[Stored data entries]
-- Opening Marker --

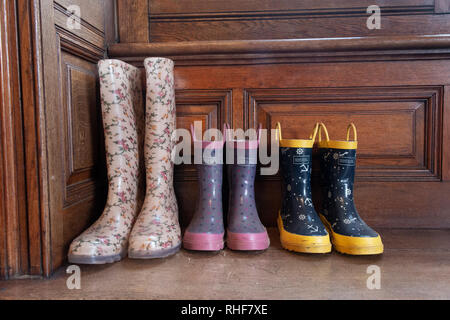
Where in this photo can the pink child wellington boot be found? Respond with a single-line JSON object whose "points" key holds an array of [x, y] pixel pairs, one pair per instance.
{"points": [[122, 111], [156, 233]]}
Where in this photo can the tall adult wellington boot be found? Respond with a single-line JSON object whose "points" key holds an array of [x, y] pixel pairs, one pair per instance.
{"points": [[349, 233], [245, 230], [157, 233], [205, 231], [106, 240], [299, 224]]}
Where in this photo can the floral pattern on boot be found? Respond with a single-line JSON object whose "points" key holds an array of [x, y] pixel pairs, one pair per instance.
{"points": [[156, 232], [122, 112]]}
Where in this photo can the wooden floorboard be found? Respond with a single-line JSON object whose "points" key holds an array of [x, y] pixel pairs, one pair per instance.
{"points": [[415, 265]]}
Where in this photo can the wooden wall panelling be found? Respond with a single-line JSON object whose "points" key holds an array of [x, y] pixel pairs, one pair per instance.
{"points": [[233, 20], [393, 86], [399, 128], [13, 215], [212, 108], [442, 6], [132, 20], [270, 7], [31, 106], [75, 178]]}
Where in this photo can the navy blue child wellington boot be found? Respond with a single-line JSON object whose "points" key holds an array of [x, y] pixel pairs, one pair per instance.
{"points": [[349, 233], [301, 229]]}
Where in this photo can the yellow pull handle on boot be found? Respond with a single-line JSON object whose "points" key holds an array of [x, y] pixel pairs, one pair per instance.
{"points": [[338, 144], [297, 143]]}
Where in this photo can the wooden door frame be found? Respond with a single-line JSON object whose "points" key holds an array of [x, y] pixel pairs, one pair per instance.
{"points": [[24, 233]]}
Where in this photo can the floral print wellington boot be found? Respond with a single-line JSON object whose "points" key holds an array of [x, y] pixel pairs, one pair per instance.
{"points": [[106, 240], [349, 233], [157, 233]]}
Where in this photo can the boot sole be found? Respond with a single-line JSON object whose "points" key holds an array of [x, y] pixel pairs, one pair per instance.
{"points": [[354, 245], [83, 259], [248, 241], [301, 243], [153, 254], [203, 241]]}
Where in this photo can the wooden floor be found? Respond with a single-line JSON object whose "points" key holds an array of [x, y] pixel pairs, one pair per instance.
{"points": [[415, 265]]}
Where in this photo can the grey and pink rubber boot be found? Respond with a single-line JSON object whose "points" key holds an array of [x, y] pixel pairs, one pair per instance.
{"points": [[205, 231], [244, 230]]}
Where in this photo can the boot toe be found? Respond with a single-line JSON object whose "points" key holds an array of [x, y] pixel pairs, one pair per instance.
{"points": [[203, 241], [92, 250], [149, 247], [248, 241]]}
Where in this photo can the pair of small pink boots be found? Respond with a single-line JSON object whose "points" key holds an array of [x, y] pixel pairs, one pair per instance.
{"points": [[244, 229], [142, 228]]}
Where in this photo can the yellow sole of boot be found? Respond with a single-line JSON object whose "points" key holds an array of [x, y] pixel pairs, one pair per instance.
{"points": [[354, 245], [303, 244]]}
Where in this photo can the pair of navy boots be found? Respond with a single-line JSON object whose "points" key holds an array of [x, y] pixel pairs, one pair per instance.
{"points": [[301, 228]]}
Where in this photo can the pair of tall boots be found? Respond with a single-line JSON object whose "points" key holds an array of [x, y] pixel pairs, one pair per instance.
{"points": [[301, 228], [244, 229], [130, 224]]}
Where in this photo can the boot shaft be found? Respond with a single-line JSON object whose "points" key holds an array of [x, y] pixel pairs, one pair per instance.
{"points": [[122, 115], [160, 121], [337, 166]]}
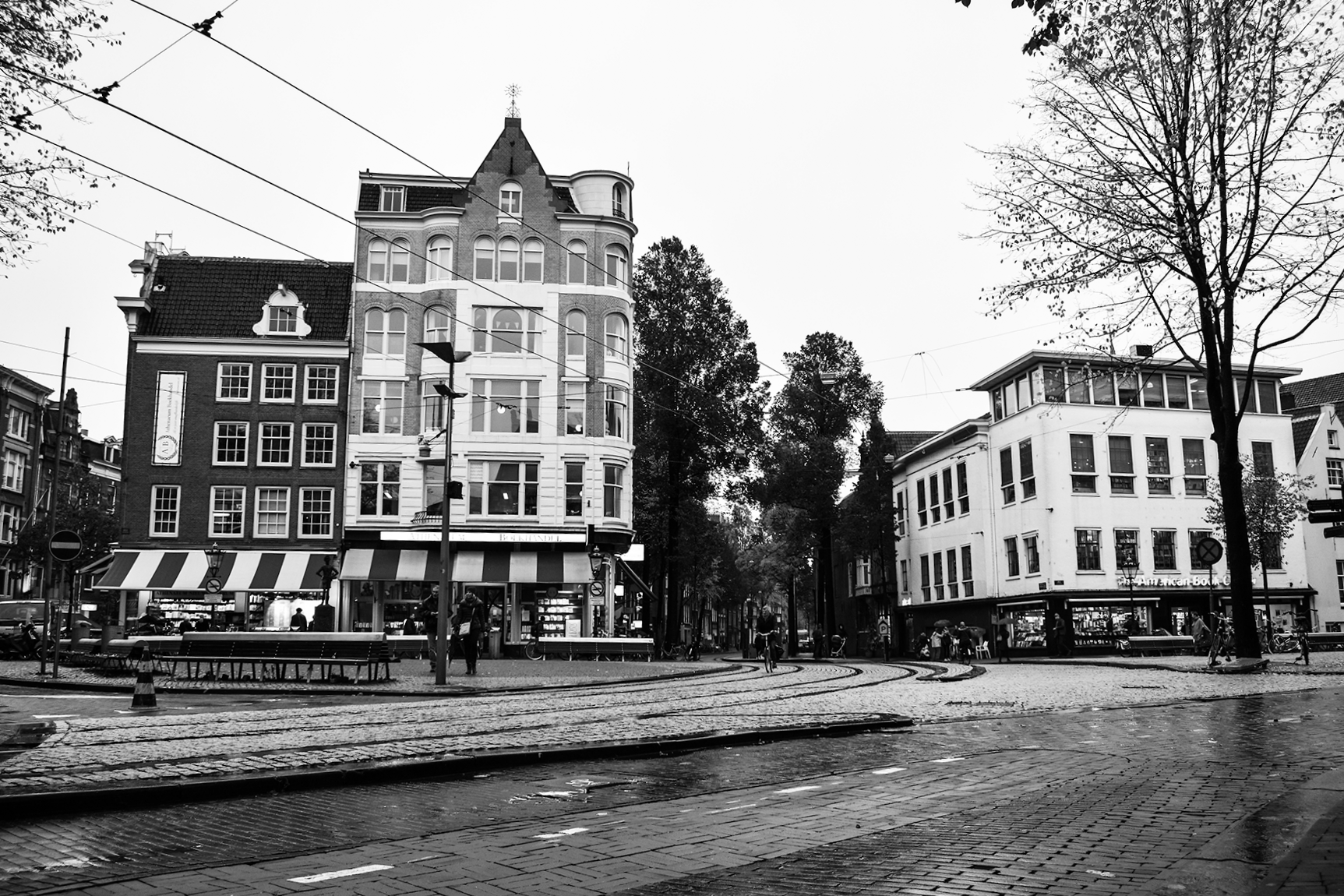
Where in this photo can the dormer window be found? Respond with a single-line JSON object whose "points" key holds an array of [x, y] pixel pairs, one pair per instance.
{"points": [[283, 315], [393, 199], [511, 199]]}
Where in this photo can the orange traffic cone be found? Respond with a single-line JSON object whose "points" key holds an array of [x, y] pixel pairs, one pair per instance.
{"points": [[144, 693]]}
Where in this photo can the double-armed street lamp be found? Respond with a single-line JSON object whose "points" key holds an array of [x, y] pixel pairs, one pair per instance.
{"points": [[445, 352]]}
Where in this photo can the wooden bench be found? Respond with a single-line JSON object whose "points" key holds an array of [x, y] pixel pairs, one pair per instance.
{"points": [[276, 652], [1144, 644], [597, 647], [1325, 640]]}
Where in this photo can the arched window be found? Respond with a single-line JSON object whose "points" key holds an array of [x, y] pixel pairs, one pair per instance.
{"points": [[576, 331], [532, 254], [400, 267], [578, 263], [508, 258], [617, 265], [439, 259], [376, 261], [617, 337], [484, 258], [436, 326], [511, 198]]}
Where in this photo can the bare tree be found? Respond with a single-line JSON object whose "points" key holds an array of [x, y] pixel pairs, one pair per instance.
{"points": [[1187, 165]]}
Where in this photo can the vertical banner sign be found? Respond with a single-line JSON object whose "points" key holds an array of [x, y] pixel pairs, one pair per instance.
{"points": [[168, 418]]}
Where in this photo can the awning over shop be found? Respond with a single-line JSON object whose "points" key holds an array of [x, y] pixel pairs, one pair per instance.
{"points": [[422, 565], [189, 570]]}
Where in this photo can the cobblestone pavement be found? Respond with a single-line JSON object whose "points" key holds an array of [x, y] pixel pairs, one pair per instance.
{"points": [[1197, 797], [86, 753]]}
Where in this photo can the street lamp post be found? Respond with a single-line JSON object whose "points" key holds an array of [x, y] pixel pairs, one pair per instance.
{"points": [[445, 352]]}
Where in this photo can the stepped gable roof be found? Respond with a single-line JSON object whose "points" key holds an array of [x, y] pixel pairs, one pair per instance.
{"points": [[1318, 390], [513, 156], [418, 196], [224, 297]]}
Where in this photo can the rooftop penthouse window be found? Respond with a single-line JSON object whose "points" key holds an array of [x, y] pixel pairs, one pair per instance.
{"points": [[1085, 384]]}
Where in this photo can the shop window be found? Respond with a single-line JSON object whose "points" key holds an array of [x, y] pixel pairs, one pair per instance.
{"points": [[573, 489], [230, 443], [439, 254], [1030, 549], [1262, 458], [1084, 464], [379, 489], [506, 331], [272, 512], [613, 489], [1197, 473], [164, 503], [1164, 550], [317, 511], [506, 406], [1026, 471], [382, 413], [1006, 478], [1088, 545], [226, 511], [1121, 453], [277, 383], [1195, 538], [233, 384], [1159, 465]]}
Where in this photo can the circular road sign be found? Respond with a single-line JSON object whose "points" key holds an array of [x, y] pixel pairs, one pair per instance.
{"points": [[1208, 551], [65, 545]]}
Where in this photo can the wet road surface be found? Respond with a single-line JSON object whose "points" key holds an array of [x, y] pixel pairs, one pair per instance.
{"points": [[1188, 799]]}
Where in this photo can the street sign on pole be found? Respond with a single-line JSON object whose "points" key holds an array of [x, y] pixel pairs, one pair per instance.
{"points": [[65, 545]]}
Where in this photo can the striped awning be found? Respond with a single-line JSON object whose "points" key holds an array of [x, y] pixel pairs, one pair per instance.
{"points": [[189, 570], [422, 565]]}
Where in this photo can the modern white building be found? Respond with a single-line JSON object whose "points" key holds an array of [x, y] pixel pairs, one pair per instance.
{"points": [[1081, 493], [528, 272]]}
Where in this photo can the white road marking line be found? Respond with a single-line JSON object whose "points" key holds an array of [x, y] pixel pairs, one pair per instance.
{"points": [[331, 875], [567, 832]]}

-- Closing Marker --

Exclude the pictures, then write out every record exactly as it stands.

Problem solution =>
Where in this photo can the pink child wellington boot be found? Respond with a single-line JSON object whose "points" key holds an array of [x, y] pixel pairs, one pair per instance.
{"points": [[122, 111], [156, 233]]}
Where in this photo can the tall adult wellington boot be found? Respond with a single-line JSON object whose "points" key holds an array of [x, y] pixel pairs, one pair per instance.
{"points": [[349, 233], [245, 230], [157, 233], [205, 231], [106, 240], [299, 224]]}
Where in this photo can the floral pattern on boot be found? Respond with a single-line JSON object whose "points" key holds an array of [x, y] pixel pairs, one pair per instance.
{"points": [[156, 232], [122, 112]]}
Where in this photo can the wooden floorboard be found? Respond with a single-line JSON object whose "points" key holds an array of [x, y] pixel pairs, one pair per instance.
{"points": [[415, 265]]}
Where in this photo can the wooden wall panelling be found? Respond with a single-line JSON object whose "points" key holds an array of [x, y] pixel pairs, one pair per instance.
{"points": [[233, 20], [393, 86], [399, 128], [13, 215], [212, 108], [442, 6], [132, 20], [270, 7], [31, 106], [75, 178]]}
Where in this photo can the navy blue child wellington boot be found? Respond with a single-line JSON object whose "points" key holds an array of [x, y] pixel pairs, one pair per instance.
{"points": [[349, 233], [301, 229]]}
Where in this photo can the yellow pull handle on boot be found? Respond with a single-line JSON object whose "points" key holds an array of [x, y] pixel pairs, one pair per instance.
{"points": [[338, 144], [297, 143]]}
Where in this photo can the wooden door frame be found? Respond with a single-line JSON object whose "points" key holds an array of [x, y] pixel pairs, one pair per instance.
{"points": [[24, 233]]}
Where in this photo can the floral print wellington boot be found? Respond with a single-line JSON object whose "points" key holds an array of [x, y] pixel pairs, one pair per instance.
{"points": [[106, 240], [349, 233], [157, 233]]}
Where in this photo can the boot sole be found? Respond with a single-line JSON object whose "points" key holds an array of [x, y] pixel pairs, one pair per instance.
{"points": [[354, 245], [83, 259], [248, 241], [301, 243], [153, 254], [203, 241]]}
Where in this photo can the wooden floor be found? Respond with a single-line JSON object whose "points" key holds an array of [x, y] pixel pairs, one pair per instance.
{"points": [[415, 265]]}
Where in this photo can the grey and pink rubber boot be found? Respond with a single-line JSON object whose "points" key holds an array of [x, y] pixel pairs, one pair per instance.
{"points": [[205, 231], [244, 230]]}
Where in this photo can the boot toe be found? Respond with a single-line JSON object whose "points" key holds an array of [x, y] pixel pairs, one pair per instance.
{"points": [[203, 241], [92, 250], [149, 247], [248, 241]]}
Where in this photo can the pair of small pink boots be found? Respond with a single-line JSON object whose "points" key holds an array of [x, y] pixel pairs, one pair per instance.
{"points": [[244, 229], [142, 228]]}
Where in this photo can the yellow sole of boot be found? Respond with a single-line JSON object whose "points" key holds an array of [x, y] pixel pairs, one pair per instance.
{"points": [[354, 245], [303, 244]]}
Where in this photo can the pair of navy boots be found? Respond with a single-line JSON object whose "points" key holds an array of [x, y] pixel pairs, one pair per instance.
{"points": [[301, 228]]}
Where in this photo can the pair of tall boots be found? Respond with a single-line JSON object whose "points" key holds an array of [x, y] pixel pairs, one pair per instance.
{"points": [[301, 228], [244, 229], [130, 224]]}
Where in this photo can the boot shaft be found? Respond with a single-line JSON object whose "points" key holds an array of [x, y] pixel pairs, one pair per instance.
{"points": [[122, 115], [160, 121], [337, 166]]}
Where in this photo can the dormer window be found? Respond with a single-line JSON object whose "points" key holds an array of [x, y] pixel pairs, one pair per instance.
{"points": [[283, 315], [393, 199], [511, 199]]}
Where in this photo can the orange traffic cone be found? Respond with a single-line JSON object whose "points" key holds an array of [x, y] pixel pairs, one pair per instance.
{"points": [[144, 693]]}
Where in this photo can the double-armed street lamp be found? Respond with a single-line JSON object whose "points" key holds an array of [x, y] pixel pairs, one pair per instance.
{"points": [[445, 352]]}
Where in this photo can the wooden bench be found? Respond with a single-line JSON object whose "points" key holds an array of [x, y] pixel pairs, one pair per instance.
{"points": [[276, 652], [1144, 644], [597, 647], [1325, 640]]}
Where in this photo can the arched window be found? Respond with a single-line JSON object whose "points" key holds an array of [x, y] pixel pairs, one pair per instance.
{"points": [[576, 331], [532, 254], [400, 267], [578, 263], [508, 258], [617, 265], [439, 259], [376, 261], [617, 337], [484, 258], [436, 326], [511, 198]]}
Where in this photo can the bare tree be found? Respond with a single-line JSON object whose "points" key holds an array of [x, y] pixel pairs, one pair per instance.
{"points": [[1187, 165]]}
Where in this photo can the vertical banner sign be found? Respond with a single-line JSON object whose "points" key holds an array of [x, y] pixel pairs, one pair per instance.
{"points": [[168, 418]]}
Where in this photo can the awning over shop be found? Respond with a single-line JSON object whose "points" key holds an array of [x, y] pixel pairs, one pair per instance.
{"points": [[422, 565], [189, 570]]}
Where in this photo can the cobblestone pavement be found? Respond with a single-line JSON object whose "points" key holds an array of [x, y] pixel pairs, one pair per instance.
{"points": [[1197, 797], [86, 753]]}
Where in this photo can the street lamp post be found? Respond with a single-line JSON object whose "points" key holds an array of [x, y] pixel pairs, one pair per instance.
{"points": [[445, 352]]}
Where in this photo can the stepped gable roof be found? Respond with a single-line JSON object whose "points" key holds an array of [x, y] pixel pairs, one pair per instance.
{"points": [[1318, 390], [513, 156], [418, 196], [224, 297]]}
Where in this photo can the rooftop penthouse window be found? Respond with a single-line JSON object whose "points" key holds an array of [x, y] pixel pairs, one pair per instance.
{"points": [[1085, 384]]}
Where in this photo can the shop window be found? Respond with a single-line JSON object whose "points" key holds an array of [x, y] pixel pairs, one pair per instance.
{"points": [[573, 489], [230, 443], [439, 254], [1030, 549], [1262, 458], [1084, 464], [379, 489], [506, 331], [272, 512], [613, 489], [1197, 473], [164, 503], [1164, 550], [317, 511], [506, 406], [1026, 471], [382, 413], [1006, 478], [1088, 545], [226, 511], [1121, 453], [277, 383], [1195, 538], [233, 384], [1159, 465]]}
Where in this photo can the circular road sign be found? Respond with a single-line JSON object whose "points" key holds an array of [x, y] pixel pairs, one pair per instance.
{"points": [[1208, 551], [65, 545]]}
Where in this photo can the wet road surface be found? Respond with a single-line JSON object whose "points" key holds an array of [x, y] pixel pairs, one pair per instance.
{"points": [[1188, 799]]}
Where in this photo can the street sign on pole be found? Respond with a single-line JSON object whose "points" key holds an array of [x, y] pixel pairs, one pair per instance.
{"points": [[65, 545]]}
Where in this photo can the striped awning be found? Respond with a single-line JSON object whose "points" key holds an array of [x, y] pixel pairs, one pair per instance.
{"points": [[189, 570], [422, 565]]}
Where in this photo can the modern white building be found? Respond with a single-line JSON object whose "points" key holds an array of [x, y] pixel pairs, one pair per instance.
{"points": [[1081, 493], [528, 272]]}
Where in this photo can the white road marking line be found? Respond with a single-line JSON object whose "points" key holds an array of [x, y] pixel pairs, one pair per instance.
{"points": [[331, 875], [567, 832]]}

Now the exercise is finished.